═════ THE DATA
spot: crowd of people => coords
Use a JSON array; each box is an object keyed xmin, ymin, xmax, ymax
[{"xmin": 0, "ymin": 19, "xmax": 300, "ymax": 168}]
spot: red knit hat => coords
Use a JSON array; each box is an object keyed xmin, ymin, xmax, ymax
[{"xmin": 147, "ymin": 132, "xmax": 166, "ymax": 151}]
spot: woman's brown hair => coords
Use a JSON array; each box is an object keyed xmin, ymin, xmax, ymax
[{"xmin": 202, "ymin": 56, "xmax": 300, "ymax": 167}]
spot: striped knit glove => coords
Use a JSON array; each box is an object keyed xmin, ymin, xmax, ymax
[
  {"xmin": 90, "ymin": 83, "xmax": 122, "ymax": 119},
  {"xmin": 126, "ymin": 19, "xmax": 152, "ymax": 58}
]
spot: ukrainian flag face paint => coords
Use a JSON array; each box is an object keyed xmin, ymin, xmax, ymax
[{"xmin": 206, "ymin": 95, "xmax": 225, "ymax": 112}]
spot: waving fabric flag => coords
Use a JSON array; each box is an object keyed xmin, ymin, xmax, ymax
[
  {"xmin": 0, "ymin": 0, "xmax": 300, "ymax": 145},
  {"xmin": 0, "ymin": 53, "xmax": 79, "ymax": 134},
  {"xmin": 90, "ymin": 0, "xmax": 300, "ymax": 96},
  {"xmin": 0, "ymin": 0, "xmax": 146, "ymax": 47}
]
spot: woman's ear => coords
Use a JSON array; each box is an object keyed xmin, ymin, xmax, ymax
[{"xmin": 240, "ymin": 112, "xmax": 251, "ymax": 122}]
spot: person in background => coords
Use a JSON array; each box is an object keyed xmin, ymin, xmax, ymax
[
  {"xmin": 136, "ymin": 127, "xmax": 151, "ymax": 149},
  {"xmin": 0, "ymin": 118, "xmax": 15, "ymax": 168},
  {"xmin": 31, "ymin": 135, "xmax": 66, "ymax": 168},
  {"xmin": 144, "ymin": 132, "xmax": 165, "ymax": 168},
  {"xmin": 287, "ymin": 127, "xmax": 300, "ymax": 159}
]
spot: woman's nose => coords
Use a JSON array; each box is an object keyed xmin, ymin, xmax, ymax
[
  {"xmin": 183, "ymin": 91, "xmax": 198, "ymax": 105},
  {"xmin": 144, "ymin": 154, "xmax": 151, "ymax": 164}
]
══════════
* _AIM_: Recast the lines from the one containing "spot: woman's nose => coords" through the end of the entries as a Markdown table with the columns Row and Line, numbering each line and omitting blank lines.

* _SOLUTION FOR THIS PROBLEM_:
| Row | Line |
|---|---|
| 1 | spot: woman's nose => coords |
| 2 | Use a JSON array; each box is an object keyed xmin, ymin, xmax, ymax |
| 3 | [ |
| 4 |   {"xmin": 183, "ymin": 91, "xmax": 198, "ymax": 105}, |
| 5 |   {"xmin": 144, "ymin": 154, "xmax": 151, "ymax": 164} |
| 6 | ] |